Task requirements
Copy the lines starting at the one containing "Q: Bound the river with a box." and ending at the one containing "[11,318,806,739]", swapping "locomotive" for "engine" and changing nothing else.

Material for this task

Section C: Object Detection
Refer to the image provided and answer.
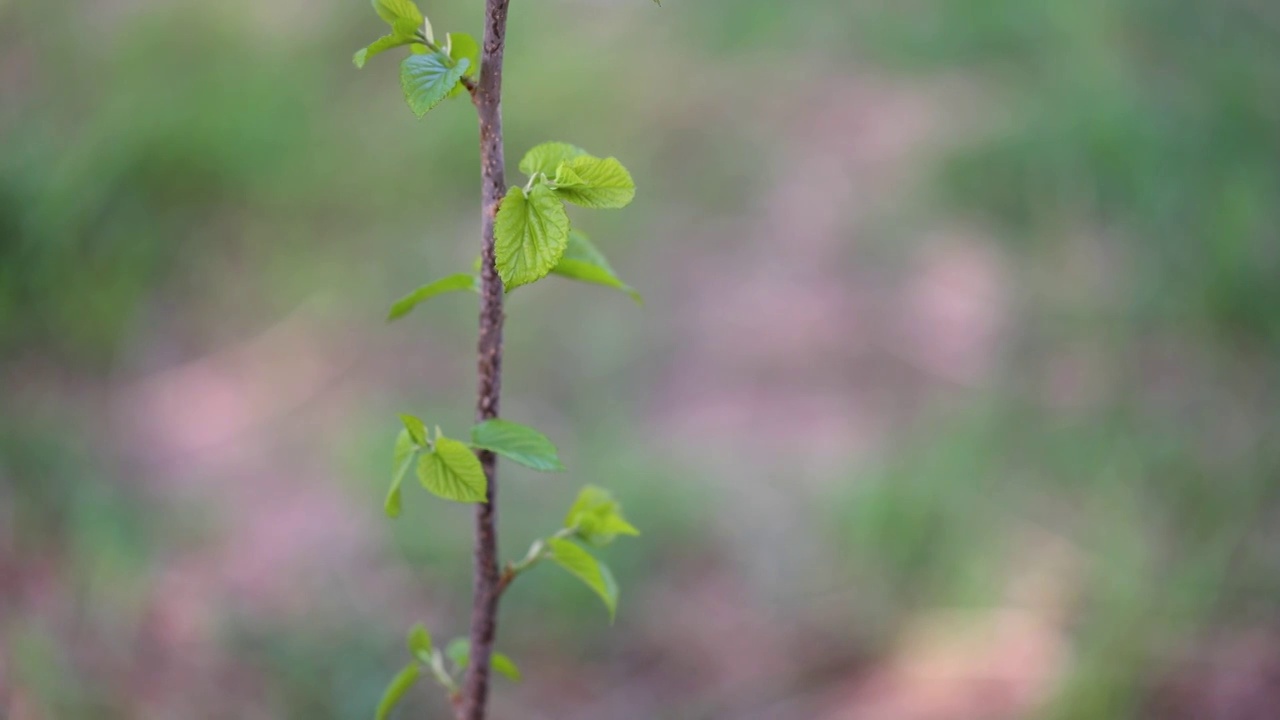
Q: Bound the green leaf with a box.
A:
[520,142,586,177]
[471,418,564,473]
[444,638,520,683]
[372,0,422,26]
[404,623,431,665]
[399,414,426,447]
[553,163,586,187]
[547,538,618,623]
[447,32,480,97]
[494,184,568,292]
[401,53,468,118]
[417,437,488,502]
[387,273,477,323]
[564,486,640,546]
[383,430,417,518]
[351,35,413,68]
[556,155,636,208]
[552,229,644,305]
[374,662,421,720]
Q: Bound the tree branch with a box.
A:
[457,0,509,720]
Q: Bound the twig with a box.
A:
[457,0,509,720]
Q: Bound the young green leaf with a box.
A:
[552,163,586,187]
[520,142,586,177]
[564,486,640,546]
[401,53,470,118]
[399,414,426,447]
[372,0,422,26]
[383,430,417,518]
[547,538,618,623]
[444,638,520,683]
[374,662,421,720]
[494,184,568,292]
[351,35,413,68]
[417,437,488,502]
[404,623,431,665]
[387,273,477,323]
[552,229,644,305]
[471,418,564,473]
[556,155,636,208]
[445,32,480,97]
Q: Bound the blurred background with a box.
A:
[0,0,1280,720]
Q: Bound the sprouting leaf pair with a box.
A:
[384,415,564,518]
[494,142,636,292]
[352,0,480,118]
[547,486,640,620]
[374,623,520,720]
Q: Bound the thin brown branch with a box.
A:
[457,0,509,720]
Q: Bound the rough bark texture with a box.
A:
[458,0,509,720]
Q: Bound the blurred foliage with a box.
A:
[860,0,1280,340]
[0,0,1280,719]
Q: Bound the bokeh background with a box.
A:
[0,0,1280,720]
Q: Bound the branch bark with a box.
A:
[457,0,509,720]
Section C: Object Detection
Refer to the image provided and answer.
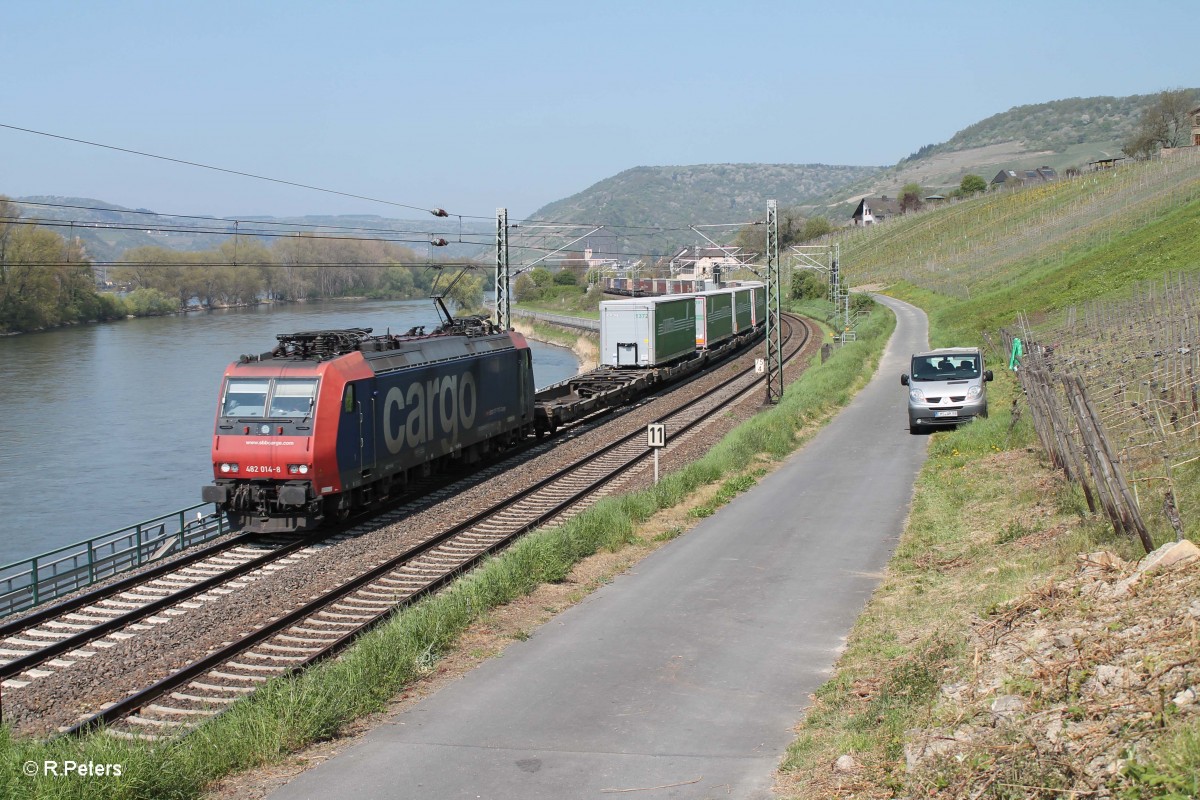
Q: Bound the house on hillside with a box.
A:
[850,194,900,225]
[991,167,1058,188]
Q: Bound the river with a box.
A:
[0,300,578,564]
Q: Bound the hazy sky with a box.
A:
[0,0,1200,217]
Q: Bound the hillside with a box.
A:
[533,164,881,254]
[778,149,1200,800]
[856,89,1200,203]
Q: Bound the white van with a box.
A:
[900,348,991,434]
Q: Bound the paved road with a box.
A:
[271,299,926,800]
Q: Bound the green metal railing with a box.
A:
[0,503,229,618]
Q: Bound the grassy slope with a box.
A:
[780,154,1200,798]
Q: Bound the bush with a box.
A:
[125,289,179,317]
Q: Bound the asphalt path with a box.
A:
[271,297,928,800]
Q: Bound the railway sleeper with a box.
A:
[168,692,241,704]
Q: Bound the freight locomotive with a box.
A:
[202,318,535,531]
[202,284,766,533]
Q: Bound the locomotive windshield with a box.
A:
[221,378,317,419]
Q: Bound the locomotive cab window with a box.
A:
[221,378,271,416]
[221,378,317,419]
[269,379,317,417]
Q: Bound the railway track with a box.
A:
[0,464,530,692]
[11,318,806,739]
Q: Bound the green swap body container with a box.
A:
[600,295,696,367]
[696,289,733,349]
[737,281,767,332]
[733,287,754,333]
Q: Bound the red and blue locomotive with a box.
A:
[203,318,535,531]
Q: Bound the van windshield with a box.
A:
[912,353,979,380]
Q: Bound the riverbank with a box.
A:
[512,319,600,374]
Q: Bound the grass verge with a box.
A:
[0,307,895,800]
[779,395,1156,800]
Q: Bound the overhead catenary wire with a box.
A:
[0,122,488,219]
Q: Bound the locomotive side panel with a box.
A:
[364,348,533,476]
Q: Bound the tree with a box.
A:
[1121,89,1195,158]
[512,272,541,302]
[900,184,925,213]
[733,205,833,253]
[959,175,988,197]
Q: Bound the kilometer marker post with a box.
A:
[646,422,667,486]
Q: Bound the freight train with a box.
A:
[202,295,761,533]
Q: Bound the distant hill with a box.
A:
[532,164,883,254]
[18,89,1200,264]
[533,90,1200,253]
[16,196,496,261]
[844,89,1200,201]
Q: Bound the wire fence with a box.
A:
[1004,273,1200,552]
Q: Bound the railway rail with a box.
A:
[7,317,808,739]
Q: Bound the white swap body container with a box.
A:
[600,295,696,367]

Response to this exercise
Q: Bound the river with a box.
A:
[0,300,578,564]
Q: Bound the hazy sky with a box.
A:
[0,0,1200,217]
Q: Bound the hillside with a box.
A:
[533,164,881,254]
[778,149,1200,800]
[856,89,1200,203]
Q: Bound the white van with a box.
A:
[900,348,991,434]
Q: Bound the paved road with a box.
A:
[271,299,926,800]
Q: Bound the green metal railing with a box.
A:
[0,503,229,618]
Q: Bound the grassy slope with a box.
A:
[780,154,1200,798]
Q: Bound the bush with a box.
A:
[125,289,179,317]
Q: Bound the asphalt path with a box.
A:
[271,297,928,800]
Q: Bound the railway sleeper with a box.
A:
[168,692,241,704]
Q: Bound the freight engine with a box.
A:
[202,318,535,531]
[202,284,766,533]
Q: Bound the engine windshield with a box.
A:
[221,378,317,419]
Q: Bound the engine cab window with a box.
A:
[221,378,271,416]
[221,378,317,419]
[269,379,317,417]
Q: Bound the railway track with a box.
A:
[0,464,530,692]
[11,318,806,739]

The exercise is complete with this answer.